GIVEN TASK -
Pick out and copy each line of the listing below that contains the word "blue". Match the case exactly.

· · · ·

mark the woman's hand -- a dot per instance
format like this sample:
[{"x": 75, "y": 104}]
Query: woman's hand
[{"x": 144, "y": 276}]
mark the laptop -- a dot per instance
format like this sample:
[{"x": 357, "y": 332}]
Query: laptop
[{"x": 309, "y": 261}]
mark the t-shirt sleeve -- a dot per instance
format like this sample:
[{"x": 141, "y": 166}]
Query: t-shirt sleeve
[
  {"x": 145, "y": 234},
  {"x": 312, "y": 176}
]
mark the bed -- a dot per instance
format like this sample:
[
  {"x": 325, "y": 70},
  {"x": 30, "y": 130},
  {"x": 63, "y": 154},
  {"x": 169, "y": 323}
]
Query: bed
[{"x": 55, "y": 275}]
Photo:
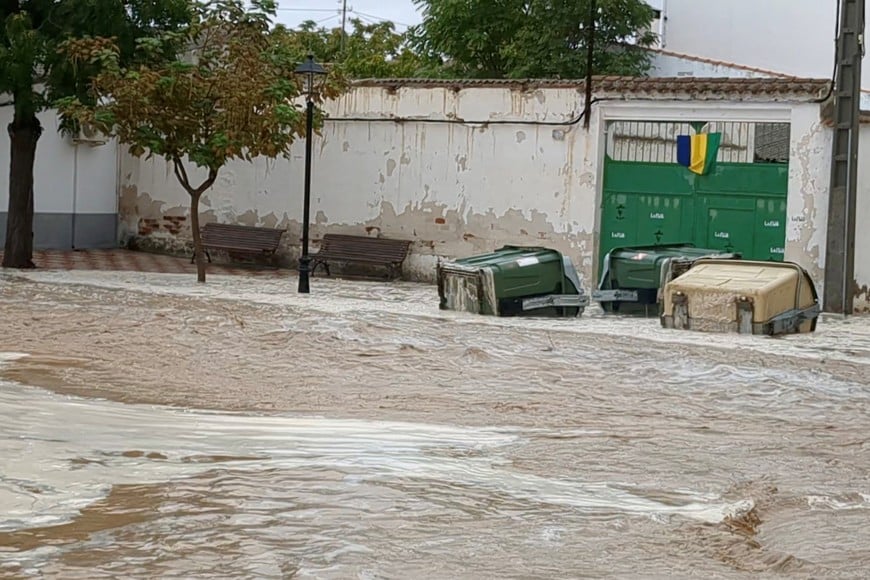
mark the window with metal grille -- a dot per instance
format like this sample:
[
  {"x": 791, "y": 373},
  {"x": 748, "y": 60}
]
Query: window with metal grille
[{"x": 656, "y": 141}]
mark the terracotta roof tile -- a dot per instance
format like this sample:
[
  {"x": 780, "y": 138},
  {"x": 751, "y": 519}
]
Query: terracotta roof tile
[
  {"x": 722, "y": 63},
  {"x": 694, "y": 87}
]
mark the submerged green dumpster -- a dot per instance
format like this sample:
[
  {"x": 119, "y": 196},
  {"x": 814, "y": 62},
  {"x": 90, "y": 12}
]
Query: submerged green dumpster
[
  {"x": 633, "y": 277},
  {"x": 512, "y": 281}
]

· · · ·

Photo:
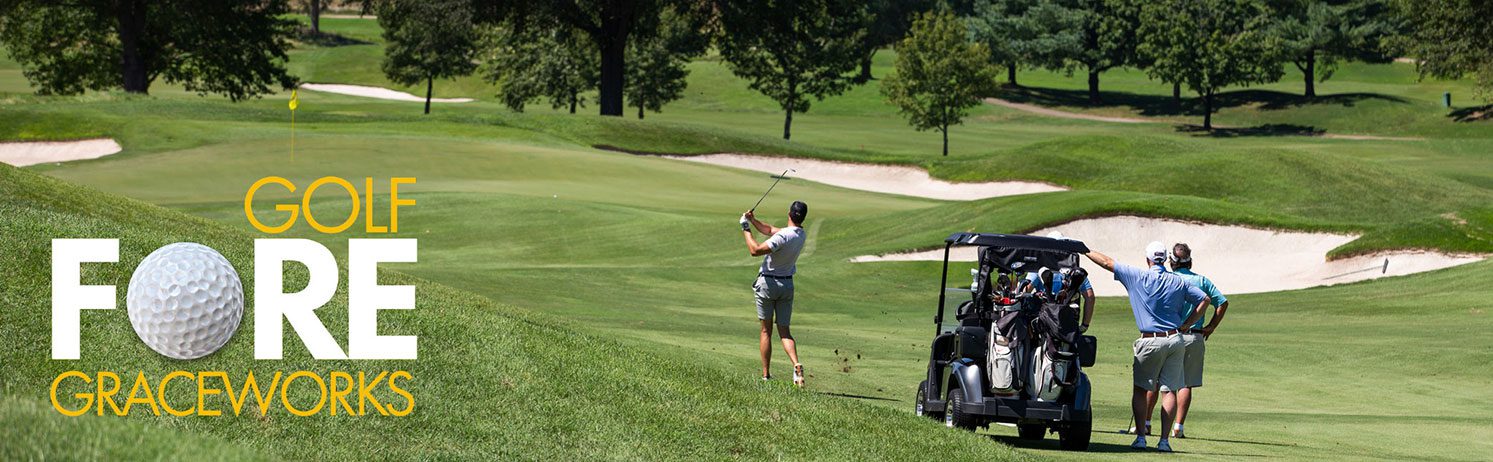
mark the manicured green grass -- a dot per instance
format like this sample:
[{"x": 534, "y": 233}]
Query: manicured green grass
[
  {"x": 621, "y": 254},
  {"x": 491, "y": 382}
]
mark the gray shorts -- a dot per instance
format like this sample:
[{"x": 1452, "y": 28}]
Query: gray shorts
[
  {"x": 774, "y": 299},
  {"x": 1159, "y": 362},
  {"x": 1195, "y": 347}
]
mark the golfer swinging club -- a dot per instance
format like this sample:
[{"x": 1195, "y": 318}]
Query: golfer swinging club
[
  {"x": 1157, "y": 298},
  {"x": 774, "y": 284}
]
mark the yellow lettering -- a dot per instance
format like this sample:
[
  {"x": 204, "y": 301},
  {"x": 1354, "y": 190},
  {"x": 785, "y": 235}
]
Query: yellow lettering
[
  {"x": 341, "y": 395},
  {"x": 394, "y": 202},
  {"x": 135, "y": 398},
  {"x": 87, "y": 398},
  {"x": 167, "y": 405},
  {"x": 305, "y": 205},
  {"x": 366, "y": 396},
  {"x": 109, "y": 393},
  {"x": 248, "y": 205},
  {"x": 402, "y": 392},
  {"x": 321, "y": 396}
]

· · · ·

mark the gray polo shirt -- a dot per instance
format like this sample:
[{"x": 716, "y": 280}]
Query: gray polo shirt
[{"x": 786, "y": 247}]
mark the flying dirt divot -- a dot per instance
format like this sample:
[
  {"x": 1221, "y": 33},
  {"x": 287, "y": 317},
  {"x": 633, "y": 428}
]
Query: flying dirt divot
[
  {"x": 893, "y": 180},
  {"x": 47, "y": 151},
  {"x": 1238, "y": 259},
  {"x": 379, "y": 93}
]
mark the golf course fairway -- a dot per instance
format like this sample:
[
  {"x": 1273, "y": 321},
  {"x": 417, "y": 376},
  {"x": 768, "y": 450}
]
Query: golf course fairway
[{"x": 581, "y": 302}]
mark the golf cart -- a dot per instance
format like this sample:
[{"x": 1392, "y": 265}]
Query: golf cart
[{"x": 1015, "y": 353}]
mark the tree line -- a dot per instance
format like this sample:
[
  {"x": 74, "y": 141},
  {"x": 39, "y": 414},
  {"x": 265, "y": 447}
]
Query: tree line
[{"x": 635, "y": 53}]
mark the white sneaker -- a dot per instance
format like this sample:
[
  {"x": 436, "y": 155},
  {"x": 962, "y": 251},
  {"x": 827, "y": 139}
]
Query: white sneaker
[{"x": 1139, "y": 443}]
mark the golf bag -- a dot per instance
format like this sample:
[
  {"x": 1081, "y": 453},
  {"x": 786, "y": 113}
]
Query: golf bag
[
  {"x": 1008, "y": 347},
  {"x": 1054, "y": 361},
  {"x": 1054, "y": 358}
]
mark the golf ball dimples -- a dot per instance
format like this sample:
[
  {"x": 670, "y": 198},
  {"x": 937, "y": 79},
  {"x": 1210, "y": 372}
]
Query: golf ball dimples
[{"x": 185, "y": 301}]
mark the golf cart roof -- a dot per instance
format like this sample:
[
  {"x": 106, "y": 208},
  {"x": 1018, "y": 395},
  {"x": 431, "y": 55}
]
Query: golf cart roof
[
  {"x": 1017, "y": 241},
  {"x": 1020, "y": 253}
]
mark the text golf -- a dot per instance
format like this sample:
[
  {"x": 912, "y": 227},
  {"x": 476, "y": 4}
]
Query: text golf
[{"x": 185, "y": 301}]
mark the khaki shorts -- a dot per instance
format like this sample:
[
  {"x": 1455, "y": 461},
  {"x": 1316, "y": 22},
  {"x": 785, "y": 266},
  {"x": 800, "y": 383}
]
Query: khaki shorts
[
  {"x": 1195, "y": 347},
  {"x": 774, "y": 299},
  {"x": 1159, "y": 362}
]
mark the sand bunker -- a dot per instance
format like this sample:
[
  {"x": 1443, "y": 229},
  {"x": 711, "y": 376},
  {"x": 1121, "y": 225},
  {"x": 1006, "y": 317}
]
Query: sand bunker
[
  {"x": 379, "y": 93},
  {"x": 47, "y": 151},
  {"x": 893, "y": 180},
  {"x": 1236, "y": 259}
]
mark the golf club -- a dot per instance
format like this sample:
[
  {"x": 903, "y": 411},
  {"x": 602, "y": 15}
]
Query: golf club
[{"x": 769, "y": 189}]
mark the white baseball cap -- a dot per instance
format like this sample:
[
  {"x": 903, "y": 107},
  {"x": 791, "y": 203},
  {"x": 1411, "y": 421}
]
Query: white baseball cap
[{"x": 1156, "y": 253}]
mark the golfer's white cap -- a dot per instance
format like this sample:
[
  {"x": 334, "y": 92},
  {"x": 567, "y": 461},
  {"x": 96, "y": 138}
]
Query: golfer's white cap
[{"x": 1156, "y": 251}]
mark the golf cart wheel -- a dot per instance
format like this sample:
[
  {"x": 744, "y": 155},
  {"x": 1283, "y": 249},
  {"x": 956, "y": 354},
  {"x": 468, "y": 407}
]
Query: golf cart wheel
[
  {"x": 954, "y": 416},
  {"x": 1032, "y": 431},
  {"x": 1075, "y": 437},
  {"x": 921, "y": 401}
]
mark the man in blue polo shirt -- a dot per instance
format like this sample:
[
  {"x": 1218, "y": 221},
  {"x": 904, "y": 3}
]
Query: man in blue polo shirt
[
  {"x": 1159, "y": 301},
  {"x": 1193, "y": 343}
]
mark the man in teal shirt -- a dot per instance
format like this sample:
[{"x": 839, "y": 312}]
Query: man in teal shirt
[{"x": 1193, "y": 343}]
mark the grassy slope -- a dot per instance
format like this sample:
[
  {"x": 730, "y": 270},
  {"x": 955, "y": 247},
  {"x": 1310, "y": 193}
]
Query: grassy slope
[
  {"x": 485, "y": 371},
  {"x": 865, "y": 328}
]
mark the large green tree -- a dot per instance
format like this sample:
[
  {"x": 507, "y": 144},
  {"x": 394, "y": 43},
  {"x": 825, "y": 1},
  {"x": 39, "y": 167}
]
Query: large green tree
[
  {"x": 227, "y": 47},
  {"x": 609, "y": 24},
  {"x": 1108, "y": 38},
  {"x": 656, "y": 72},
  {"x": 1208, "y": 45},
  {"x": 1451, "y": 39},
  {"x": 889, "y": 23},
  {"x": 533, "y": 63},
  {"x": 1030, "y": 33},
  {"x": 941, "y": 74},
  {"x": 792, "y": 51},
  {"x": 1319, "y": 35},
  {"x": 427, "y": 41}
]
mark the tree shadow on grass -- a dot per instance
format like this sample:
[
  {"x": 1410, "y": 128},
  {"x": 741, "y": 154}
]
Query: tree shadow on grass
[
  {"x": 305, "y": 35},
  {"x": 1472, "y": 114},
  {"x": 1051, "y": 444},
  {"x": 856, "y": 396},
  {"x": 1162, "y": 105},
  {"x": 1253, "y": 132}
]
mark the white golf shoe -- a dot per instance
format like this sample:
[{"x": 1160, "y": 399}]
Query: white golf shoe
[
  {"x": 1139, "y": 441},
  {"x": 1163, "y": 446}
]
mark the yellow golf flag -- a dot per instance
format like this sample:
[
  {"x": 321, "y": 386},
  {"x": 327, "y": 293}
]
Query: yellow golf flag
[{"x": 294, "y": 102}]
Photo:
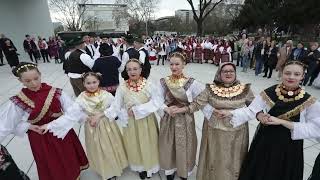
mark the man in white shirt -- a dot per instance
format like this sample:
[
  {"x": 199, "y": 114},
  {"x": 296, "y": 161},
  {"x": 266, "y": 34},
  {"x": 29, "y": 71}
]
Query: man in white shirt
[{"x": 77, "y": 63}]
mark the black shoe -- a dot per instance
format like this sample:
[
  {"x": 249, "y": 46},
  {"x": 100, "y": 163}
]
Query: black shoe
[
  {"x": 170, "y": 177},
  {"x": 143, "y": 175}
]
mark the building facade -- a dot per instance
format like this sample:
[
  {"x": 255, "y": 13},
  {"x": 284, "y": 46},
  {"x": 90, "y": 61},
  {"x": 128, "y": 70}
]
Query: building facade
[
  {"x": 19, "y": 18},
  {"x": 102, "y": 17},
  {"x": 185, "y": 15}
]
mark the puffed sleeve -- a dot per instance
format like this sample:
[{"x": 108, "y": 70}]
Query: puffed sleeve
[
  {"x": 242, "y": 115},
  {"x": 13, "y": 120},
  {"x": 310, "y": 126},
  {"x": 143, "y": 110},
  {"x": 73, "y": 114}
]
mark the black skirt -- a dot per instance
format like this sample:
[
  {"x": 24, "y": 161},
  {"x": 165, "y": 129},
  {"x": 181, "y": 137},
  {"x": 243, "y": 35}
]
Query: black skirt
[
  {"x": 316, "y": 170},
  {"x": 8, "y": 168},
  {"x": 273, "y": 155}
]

· · · ·

ANSWER IN FULL -
mark the man in blue polo shirt -- a dot per instance
Query: man in blue polo shirt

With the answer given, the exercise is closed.